Records contained in a dataset:
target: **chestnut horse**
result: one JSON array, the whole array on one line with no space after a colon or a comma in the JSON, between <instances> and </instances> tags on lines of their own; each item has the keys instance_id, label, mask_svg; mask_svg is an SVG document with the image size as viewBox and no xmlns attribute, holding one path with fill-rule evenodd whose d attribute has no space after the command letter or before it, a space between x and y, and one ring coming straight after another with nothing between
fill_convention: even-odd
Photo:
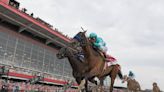
<instances>
[{"instance_id":1,"label":"chestnut horse","mask_svg":"<svg viewBox=\"0 0 164 92\"><path fill-rule=\"evenodd\" d=\"M79 32L77 34L79 38L78 41L80 42L80 45L84 52L84 57L86 61L88 61L88 72L85 73L85 80L82 82L87 83L87 80L92 77L98 77L100 80L102 80L104 77L110 76L111 78L110 92L112 92L116 76L119 75L120 79L123 79L123 76L120 70L120 65L116 64L116 65L112 65L104 69L104 66L105 66L104 59L97 51L93 49L85 33L86 31ZM81 84L84 84L84 83L81 83ZM87 87L85 88L87 90Z\"/></svg>"}]
</instances>

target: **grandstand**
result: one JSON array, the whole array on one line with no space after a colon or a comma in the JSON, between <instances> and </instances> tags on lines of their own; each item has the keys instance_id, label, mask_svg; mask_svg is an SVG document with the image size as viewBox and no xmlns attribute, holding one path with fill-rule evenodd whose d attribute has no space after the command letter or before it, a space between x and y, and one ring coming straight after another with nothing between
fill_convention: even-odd
<instances>
[{"instance_id":1,"label":"grandstand","mask_svg":"<svg viewBox=\"0 0 164 92\"><path fill-rule=\"evenodd\" d=\"M0 90L76 92L69 62L56 57L71 38L19 5L0 0Z\"/></svg>"}]
</instances>

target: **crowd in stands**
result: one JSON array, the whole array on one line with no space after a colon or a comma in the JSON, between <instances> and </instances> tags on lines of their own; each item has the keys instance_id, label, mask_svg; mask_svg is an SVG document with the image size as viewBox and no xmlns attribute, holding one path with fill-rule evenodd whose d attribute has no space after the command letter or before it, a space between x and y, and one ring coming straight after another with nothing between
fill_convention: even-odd
<instances>
[{"instance_id":1,"label":"crowd in stands","mask_svg":"<svg viewBox=\"0 0 164 92\"><path fill-rule=\"evenodd\" d=\"M12 7L14 7L14 8L16 8L18 11L23 12L24 14L30 16L31 18L35 19L36 21L40 22L41 24L47 26L47 27L50 28L51 30L54 30L54 31L60 33L61 35L63 35L63 36L65 36L65 37L69 38L68 35L64 35L62 32L58 31L57 28L53 28L53 26L52 26L51 24L47 23L47 22L44 21L43 19L41 19L41 18L39 18L39 17L36 17L36 18L35 18L35 17L34 17L34 13L28 14L28 13L27 13L28 10L27 10L26 8L21 8L21 9L20 9L20 7L19 7L19 6L20 6L20 3L19 3L18 1L16 1L16 0L9 0L9 5L12 6ZM70 38L69 38L69 39L70 39Z\"/></svg>"}]
</instances>

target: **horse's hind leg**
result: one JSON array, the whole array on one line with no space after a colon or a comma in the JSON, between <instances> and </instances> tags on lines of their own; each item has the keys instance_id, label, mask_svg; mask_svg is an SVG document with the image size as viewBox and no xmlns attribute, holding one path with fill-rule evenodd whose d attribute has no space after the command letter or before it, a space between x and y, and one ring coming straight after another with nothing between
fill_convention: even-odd
<instances>
[{"instance_id":1,"label":"horse's hind leg","mask_svg":"<svg viewBox=\"0 0 164 92\"><path fill-rule=\"evenodd\" d=\"M111 71L111 74L110 74L110 78L111 78L110 92L113 92L113 85L114 85L114 81L116 79L118 72L119 71L118 71L117 67L114 67L113 70Z\"/></svg>"}]
</instances>

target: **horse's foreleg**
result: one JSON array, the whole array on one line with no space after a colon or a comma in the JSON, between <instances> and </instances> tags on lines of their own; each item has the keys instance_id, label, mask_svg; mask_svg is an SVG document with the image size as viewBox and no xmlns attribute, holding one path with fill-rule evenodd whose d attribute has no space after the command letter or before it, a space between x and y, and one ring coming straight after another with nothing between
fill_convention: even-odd
<instances>
[{"instance_id":1,"label":"horse's foreleg","mask_svg":"<svg viewBox=\"0 0 164 92\"><path fill-rule=\"evenodd\" d=\"M100 92L104 92L103 91L104 79L105 78L100 78Z\"/></svg>"},{"instance_id":2,"label":"horse's foreleg","mask_svg":"<svg viewBox=\"0 0 164 92\"><path fill-rule=\"evenodd\" d=\"M118 69L117 67L114 67L110 75L110 78L111 78L110 92L113 92L113 85L114 85L114 81L116 79L117 74L118 74Z\"/></svg>"}]
</instances>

• GIVEN INSTRUCTION: Repeat each entry precisely as it appears. Leave the pictures out.

• FINAL ANSWER:
target: **chestnut horse**
result: one JSON array, the whole array on one line with no space after a colon or a comma in the JSON, between <instances> and </instances> tags on lines of their own; each item has the keys instance_id, label, mask_svg; mask_svg is an SVG document with the image size as viewBox and no xmlns attribute, holding one path with fill-rule evenodd whose d attribute has no space after the command letter or before it, a space between x and y, and one ring coming straight after another with nothing between
fill_convention: even-odd
Photo:
<instances>
[{"instance_id":1,"label":"chestnut horse","mask_svg":"<svg viewBox=\"0 0 164 92\"><path fill-rule=\"evenodd\" d=\"M79 32L77 34L79 38L78 41L80 42L80 45L84 52L84 57L86 61L88 61L88 72L85 73L85 80L82 82L87 83L87 80L92 77L98 77L100 80L102 80L104 77L110 76L111 78L110 92L112 92L116 76L119 75L120 79L123 79L123 76L120 70L120 65L116 64L116 65L112 65L104 69L104 66L105 66L104 59L97 51L93 49L85 33L86 31ZM81 84L84 84L84 83L81 83ZM87 87L85 88L87 90Z\"/></svg>"}]
</instances>

target: **grandstand**
result: one JSON array, the whole array on one line with no space after a colon or a comma in the JSON, between <instances> and </instances> tags on lines of their own; each item has the keys instance_id, label, mask_svg; mask_svg is an SVG document with the image size as viewBox and no xmlns attribute, holding one path with fill-rule evenodd whose d attribute has no space after the command letter or before it, a space between x and y, and one ring coming straight after another with nothing between
fill_convention: even-odd
<instances>
[{"instance_id":1,"label":"grandstand","mask_svg":"<svg viewBox=\"0 0 164 92\"><path fill-rule=\"evenodd\" d=\"M0 90L76 92L69 62L56 57L71 38L19 5L0 0Z\"/></svg>"}]
</instances>

target: **crowd in stands**
result: one JSON array, the whole array on one line with no space after a colon or a comma in the JSON, between <instances> and </instances> tags on lines of their own; each item has the keys instance_id, label, mask_svg; mask_svg is an SVG document with the image size as viewBox and no xmlns attribute, holding one path with fill-rule evenodd whose d attribute has no space after the command letter or before it, a space between x and y, and one ring coming straight after another with nothing between
fill_convention: even-odd
<instances>
[{"instance_id":1,"label":"crowd in stands","mask_svg":"<svg viewBox=\"0 0 164 92\"><path fill-rule=\"evenodd\" d=\"M12 7L14 7L14 8L16 8L18 11L23 12L24 14L30 16L31 18L35 19L36 21L40 22L41 24L47 26L47 27L50 28L51 30L54 30L54 31L60 33L61 35L63 35L63 36L65 36L65 37L69 38L68 35L64 35L62 32L58 31L57 28L53 28L53 26L52 26L51 24L47 23L47 22L44 21L43 19L41 19L41 18L39 18L39 17L36 17L36 18L35 18L35 17L34 17L34 13L28 14L28 13L27 13L28 10L27 10L26 8L21 8L21 9L20 9L20 7L19 7L19 6L20 6L20 3L19 3L18 1L16 1L16 0L9 0L9 5L12 6ZM70 38L69 38L69 39L70 39Z\"/></svg>"}]
</instances>

target: **horse's hind leg**
result: one JSON array, the whole array on one line with no space after a colon or a comma in the JSON, between <instances> and </instances> tags on lines of their own; each item has the keys instance_id, label, mask_svg; mask_svg is an SVG document with the image size as viewBox and no xmlns attribute, holding one path with fill-rule evenodd whose d attribute has no space after the command letter or before it, a space between x and y, and one ring coming straight after another with nothing between
fill_convention: even-odd
<instances>
[{"instance_id":1,"label":"horse's hind leg","mask_svg":"<svg viewBox=\"0 0 164 92\"><path fill-rule=\"evenodd\" d=\"M111 71L111 74L110 74L110 78L111 78L110 92L113 92L113 85L114 85L114 81L116 79L118 72L119 71L118 71L117 67L114 67L113 70Z\"/></svg>"}]
</instances>

target: **horse's foreleg**
result: one JSON array, the whole array on one line with no space after a colon or a comma in the JSON, between <instances> and </instances> tags on lines of their own; each item has the keys instance_id, label, mask_svg; mask_svg is an SVG document with the image size as viewBox and no xmlns attribute, holding one path with fill-rule evenodd whose d attribute has no space after the command letter or before it, a space between x and y, and one ring coming straight after another with nothing between
fill_convention: even-odd
<instances>
[{"instance_id":1,"label":"horse's foreleg","mask_svg":"<svg viewBox=\"0 0 164 92\"><path fill-rule=\"evenodd\" d=\"M100 92L104 92L103 91L104 79L105 78L100 78Z\"/></svg>"},{"instance_id":2,"label":"horse's foreleg","mask_svg":"<svg viewBox=\"0 0 164 92\"><path fill-rule=\"evenodd\" d=\"M118 69L117 67L114 67L110 75L110 78L111 78L110 92L113 92L113 85L114 85L114 81L116 79L117 74L118 74Z\"/></svg>"}]
</instances>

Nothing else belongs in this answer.